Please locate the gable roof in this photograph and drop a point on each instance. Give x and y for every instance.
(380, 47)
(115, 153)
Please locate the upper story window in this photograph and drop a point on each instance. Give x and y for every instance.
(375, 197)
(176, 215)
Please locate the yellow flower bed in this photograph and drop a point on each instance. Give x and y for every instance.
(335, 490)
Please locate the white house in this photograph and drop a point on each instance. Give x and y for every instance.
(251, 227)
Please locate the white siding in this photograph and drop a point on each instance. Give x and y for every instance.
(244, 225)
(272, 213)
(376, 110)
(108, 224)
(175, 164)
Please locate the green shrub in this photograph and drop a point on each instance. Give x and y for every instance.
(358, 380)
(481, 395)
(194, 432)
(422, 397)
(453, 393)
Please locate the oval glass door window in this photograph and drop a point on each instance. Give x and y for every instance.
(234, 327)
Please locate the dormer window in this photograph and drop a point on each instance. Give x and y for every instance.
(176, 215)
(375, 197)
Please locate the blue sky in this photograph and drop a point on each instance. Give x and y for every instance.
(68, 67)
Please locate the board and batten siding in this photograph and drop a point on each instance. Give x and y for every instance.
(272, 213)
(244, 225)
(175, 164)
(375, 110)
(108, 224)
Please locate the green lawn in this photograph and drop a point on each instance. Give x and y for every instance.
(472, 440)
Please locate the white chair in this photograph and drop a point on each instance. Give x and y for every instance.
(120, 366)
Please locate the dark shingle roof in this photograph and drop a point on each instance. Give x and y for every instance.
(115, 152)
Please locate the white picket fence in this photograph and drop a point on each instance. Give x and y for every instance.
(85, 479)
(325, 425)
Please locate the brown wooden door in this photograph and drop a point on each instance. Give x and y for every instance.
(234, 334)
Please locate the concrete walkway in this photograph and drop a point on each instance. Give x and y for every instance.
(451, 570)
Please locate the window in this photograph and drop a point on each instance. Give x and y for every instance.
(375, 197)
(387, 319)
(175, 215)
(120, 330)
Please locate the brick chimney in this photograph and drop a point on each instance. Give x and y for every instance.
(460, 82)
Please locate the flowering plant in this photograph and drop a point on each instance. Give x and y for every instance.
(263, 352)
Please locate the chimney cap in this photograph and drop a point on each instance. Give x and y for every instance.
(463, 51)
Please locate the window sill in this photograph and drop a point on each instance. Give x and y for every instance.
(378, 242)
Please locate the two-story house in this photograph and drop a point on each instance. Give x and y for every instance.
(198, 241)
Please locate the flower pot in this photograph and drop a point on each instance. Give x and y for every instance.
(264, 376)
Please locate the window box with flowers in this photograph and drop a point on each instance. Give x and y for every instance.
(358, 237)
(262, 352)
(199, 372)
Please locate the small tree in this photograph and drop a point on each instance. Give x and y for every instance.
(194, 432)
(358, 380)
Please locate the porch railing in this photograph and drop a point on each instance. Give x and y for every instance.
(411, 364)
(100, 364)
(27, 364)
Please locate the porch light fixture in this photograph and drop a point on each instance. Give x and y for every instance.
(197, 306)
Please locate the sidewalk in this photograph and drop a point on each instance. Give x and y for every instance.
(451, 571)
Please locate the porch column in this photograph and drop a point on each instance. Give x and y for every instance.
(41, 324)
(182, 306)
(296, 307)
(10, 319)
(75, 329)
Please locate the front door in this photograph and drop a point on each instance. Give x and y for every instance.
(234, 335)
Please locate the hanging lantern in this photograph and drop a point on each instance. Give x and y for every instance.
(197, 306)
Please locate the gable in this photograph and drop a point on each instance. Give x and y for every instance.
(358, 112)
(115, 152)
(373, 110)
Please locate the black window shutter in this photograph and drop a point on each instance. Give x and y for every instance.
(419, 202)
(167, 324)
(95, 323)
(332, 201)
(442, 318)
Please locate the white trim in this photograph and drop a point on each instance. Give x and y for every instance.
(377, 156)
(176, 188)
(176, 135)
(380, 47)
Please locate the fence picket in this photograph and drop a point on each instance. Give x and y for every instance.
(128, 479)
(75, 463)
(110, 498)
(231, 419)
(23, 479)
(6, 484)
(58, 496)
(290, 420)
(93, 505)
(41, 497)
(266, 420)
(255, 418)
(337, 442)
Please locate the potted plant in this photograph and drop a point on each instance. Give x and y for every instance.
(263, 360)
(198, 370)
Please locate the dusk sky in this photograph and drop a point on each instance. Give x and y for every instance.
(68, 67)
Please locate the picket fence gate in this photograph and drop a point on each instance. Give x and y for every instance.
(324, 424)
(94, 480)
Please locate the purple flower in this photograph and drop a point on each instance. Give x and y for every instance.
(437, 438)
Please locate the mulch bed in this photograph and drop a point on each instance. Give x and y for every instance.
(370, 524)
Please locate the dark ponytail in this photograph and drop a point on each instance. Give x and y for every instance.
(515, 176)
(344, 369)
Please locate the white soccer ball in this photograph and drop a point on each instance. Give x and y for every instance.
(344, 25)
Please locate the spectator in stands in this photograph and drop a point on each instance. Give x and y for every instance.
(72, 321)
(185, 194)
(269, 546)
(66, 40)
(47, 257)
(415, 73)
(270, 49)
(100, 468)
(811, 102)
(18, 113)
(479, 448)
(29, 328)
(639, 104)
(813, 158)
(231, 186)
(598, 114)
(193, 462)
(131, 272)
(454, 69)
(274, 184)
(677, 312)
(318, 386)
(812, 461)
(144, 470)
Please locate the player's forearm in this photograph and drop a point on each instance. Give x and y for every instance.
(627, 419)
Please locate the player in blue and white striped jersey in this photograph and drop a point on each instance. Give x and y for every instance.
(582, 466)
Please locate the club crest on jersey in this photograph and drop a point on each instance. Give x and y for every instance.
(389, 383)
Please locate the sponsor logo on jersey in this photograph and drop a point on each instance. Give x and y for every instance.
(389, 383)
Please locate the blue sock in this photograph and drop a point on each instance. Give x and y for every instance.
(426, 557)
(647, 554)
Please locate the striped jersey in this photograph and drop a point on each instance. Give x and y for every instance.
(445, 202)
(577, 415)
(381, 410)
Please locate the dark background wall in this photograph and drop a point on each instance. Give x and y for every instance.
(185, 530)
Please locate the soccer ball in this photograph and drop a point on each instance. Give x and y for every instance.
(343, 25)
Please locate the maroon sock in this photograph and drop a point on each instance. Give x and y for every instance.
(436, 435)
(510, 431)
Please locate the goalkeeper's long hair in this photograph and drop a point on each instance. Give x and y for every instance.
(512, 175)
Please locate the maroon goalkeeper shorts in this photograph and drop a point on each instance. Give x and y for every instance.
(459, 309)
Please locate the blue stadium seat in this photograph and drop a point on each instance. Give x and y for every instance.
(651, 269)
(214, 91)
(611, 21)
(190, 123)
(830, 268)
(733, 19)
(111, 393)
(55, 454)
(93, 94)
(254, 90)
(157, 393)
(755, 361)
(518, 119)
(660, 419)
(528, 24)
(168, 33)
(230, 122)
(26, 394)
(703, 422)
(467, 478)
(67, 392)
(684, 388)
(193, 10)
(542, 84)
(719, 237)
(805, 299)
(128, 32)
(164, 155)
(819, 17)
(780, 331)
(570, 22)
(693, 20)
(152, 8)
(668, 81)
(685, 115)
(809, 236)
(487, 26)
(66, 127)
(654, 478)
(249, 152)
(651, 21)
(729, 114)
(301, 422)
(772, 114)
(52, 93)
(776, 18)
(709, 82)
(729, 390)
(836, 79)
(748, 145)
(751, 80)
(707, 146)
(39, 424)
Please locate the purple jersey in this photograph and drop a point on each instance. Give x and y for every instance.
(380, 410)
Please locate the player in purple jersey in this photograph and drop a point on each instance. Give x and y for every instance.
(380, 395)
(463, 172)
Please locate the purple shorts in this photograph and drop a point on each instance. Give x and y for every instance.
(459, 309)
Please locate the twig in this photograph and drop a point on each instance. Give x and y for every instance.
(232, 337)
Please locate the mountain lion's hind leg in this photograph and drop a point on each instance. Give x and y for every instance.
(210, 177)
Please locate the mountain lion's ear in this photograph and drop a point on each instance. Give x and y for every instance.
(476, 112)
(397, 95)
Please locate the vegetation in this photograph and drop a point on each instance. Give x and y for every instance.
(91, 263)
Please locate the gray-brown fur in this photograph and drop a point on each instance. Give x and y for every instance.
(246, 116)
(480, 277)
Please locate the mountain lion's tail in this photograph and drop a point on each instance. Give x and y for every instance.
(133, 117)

====================

WHAT TO WORK ON
Reproduce the data above word for word, beginning with the line that contains "Please locate the purple shorts" and ending with the final line of the data.

TASK RESPONSE
Please locate the purple shorts in this photograph and drop a point on each instance. Give x and y for every instance.
(459, 309)
Please locate the twig in this photograph and drop a point on each instance. Give x and y for every instance.
(232, 337)
Please locate the mountain lion's hind leg in this photograph and drop a point on each instance. Give x and y for every instance.
(210, 177)
Please locate the mountain lion's ear in this photograph and drop a point on each instance. Give x and y for every instance.
(476, 112)
(397, 95)
Please locate the vegetation in this photograph and drop a point on each instance. Give x and y for every instance.
(91, 263)
Please locate the gray-brown fur in this photograph and drop a point on each instance. Give x and y for every instance.
(246, 116)
(480, 277)
Please locate the mountain lion's tail in this photograph and drop a point on each instance. Give x and y for every instance.
(133, 117)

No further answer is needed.